* START *

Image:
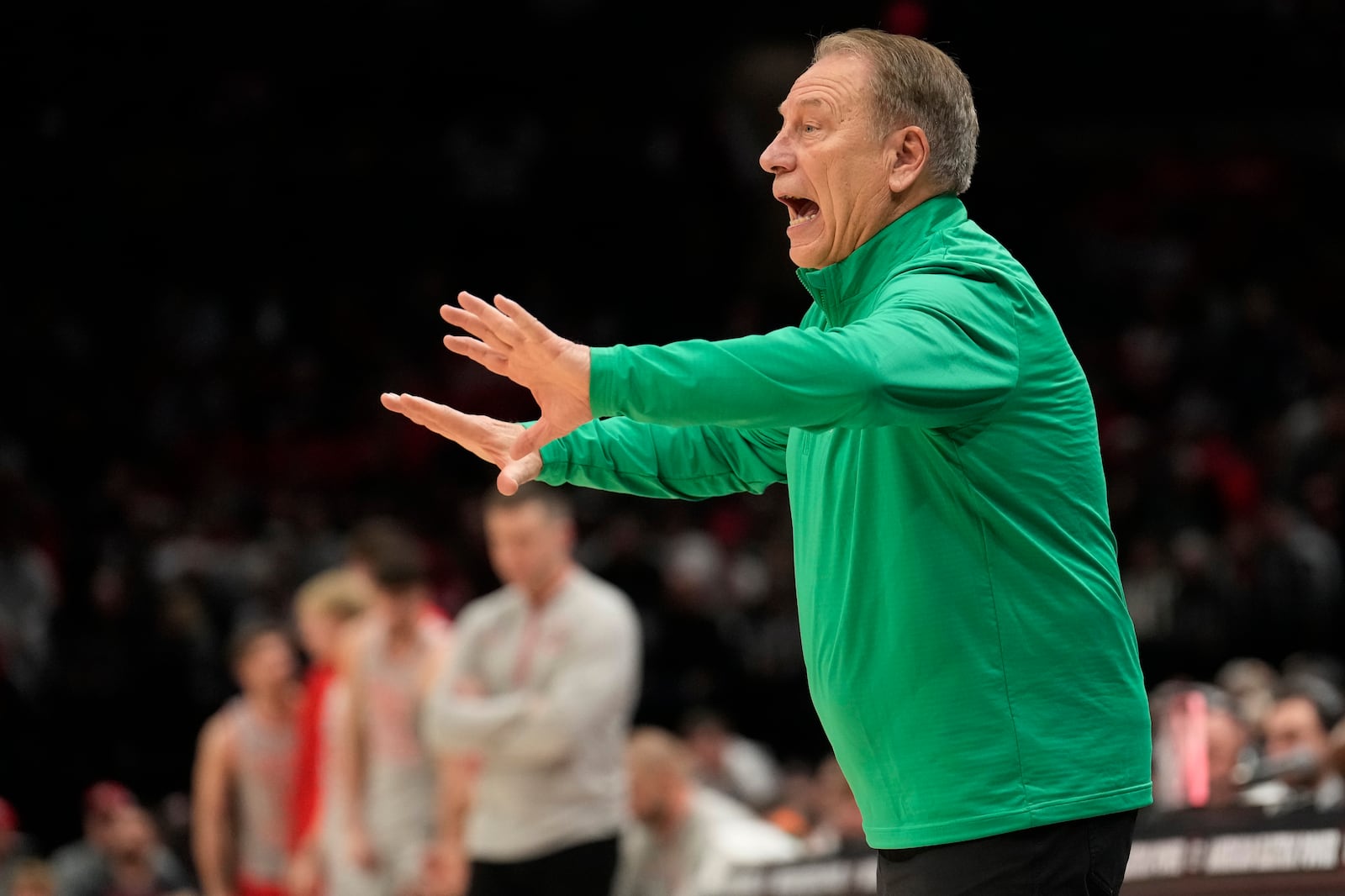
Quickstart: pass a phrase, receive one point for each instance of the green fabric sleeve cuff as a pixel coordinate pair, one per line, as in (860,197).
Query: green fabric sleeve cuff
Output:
(603,380)
(553,463)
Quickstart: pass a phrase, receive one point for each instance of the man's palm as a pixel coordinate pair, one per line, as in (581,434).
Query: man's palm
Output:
(513,343)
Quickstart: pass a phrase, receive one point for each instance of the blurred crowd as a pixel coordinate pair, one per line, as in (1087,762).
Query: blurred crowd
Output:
(186,478)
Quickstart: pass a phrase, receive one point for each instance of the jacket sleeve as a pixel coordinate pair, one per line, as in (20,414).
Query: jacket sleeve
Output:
(650,461)
(935,351)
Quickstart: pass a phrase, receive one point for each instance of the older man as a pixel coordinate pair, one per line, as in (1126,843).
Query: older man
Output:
(968,643)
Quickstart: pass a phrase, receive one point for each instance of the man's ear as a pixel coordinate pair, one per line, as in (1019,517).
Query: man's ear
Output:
(907,152)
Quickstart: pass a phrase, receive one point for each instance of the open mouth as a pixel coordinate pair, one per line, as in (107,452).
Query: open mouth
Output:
(800,208)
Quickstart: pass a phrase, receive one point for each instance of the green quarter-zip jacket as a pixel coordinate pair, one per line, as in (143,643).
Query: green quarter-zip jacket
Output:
(966,638)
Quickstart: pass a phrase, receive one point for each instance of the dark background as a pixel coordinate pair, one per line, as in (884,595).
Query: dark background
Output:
(230,228)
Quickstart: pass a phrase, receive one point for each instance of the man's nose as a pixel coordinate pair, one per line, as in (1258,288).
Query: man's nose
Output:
(777,156)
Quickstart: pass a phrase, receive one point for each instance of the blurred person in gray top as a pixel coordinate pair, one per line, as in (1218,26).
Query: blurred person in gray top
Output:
(392,782)
(77,864)
(1297,736)
(686,838)
(15,848)
(131,869)
(540,692)
(244,770)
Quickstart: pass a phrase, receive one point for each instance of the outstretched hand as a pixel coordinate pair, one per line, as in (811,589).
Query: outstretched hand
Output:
(486,437)
(513,343)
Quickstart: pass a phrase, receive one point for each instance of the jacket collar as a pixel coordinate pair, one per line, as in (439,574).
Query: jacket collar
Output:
(873,262)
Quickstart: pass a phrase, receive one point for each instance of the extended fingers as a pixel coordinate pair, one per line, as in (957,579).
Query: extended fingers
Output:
(524,322)
(483,320)
(472,323)
(477,351)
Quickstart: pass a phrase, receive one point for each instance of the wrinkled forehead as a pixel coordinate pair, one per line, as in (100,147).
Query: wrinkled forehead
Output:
(837,84)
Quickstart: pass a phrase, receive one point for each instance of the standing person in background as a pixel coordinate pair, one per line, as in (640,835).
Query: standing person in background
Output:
(326,609)
(686,838)
(245,770)
(541,692)
(731,762)
(392,781)
(968,643)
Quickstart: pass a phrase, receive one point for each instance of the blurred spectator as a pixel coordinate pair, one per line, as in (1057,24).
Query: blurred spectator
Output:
(245,768)
(730,762)
(1251,683)
(540,696)
(82,864)
(131,868)
(393,777)
(686,838)
(31,876)
(1297,732)
(840,828)
(30,588)
(326,606)
(15,849)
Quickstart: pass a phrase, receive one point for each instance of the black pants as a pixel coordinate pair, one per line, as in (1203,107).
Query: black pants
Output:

* END *

* What is required
Take the line with "as in (884,595)." and all lines after it to the last line, and reproduce them exactly.

* Finished task
Quickstart: pass a phrase, receive one point for each instance of the dark background as a pixel coordinate pair, one per line, as in (884,595).
Query: dark background
Output:
(230,228)
Quickstart: pass a phrase, receive one point for each instance of the man's nose as a pixel coordinate pair, one per line, as in (1258,288).
Query: man's nose
Output:
(777,156)
Quickstart: pass a phrase, receive one point for each instance of the blurred person in gray top as a pixel coordinate pair, one per line, as in (1218,26).
Query: blurred person in gray top
Output:
(392,782)
(77,864)
(1297,736)
(686,838)
(15,848)
(131,869)
(540,692)
(244,770)
Quickstart: pass a phrase, receive one point for each instance of the outstretched hand as a pixel coordinate pair, one per line, as in (811,589).
Query: outstretched hand
Output:
(486,437)
(513,343)
Quickstart: pass a phrase, receive one point for each instance of the jacket collar as a pixel coordinate pair, one per line, as in (439,574).
Query: jacket collar
Output:
(873,262)
Quickstart: pass a phrase, receive one point for each instance of the extended fingers as a pixel coordinate pair, one per line, as in (957,579).
Query: extended fingers
Output:
(524,322)
(483,320)
(472,323)
(477,351)
Quickstart: pass a phrase, receive one point for each instance of the wrinkled forehead as a pixel coordinate pair, one per line, as in (100,147).
Query: wrinkled forehead
Output:
(837,84)
Quickstart: pass a phrase, receive one point for each instance of the standing person in background as a pixel coordinate pair, one per line, as in (640,835).
Query: standing person in background
Output:
(326,609)
(686,838)
(245,770)
(541,692)
(731,762)
(392,781)
(968,643)
Quickstart: pass a phrase, receive one point for each instance of the blurred spectator as a pixel coordinate pair, one per line, as in (1057,24).
Query: blurred spectator
Output:
(245,768)
(730,762)
(1251,683)
(540,696)
(82,864)
(131,868)
(393,777)
(686,838)
(31,876)
(1297,732)
(840,828)
(30,588)
(326,606)
(15,849)
Quickstart: pass a phrase, receive one point for each instance of the black pants as a pixel coordinate pair, one per line, as in (1203,107).
Query: black pants
Output:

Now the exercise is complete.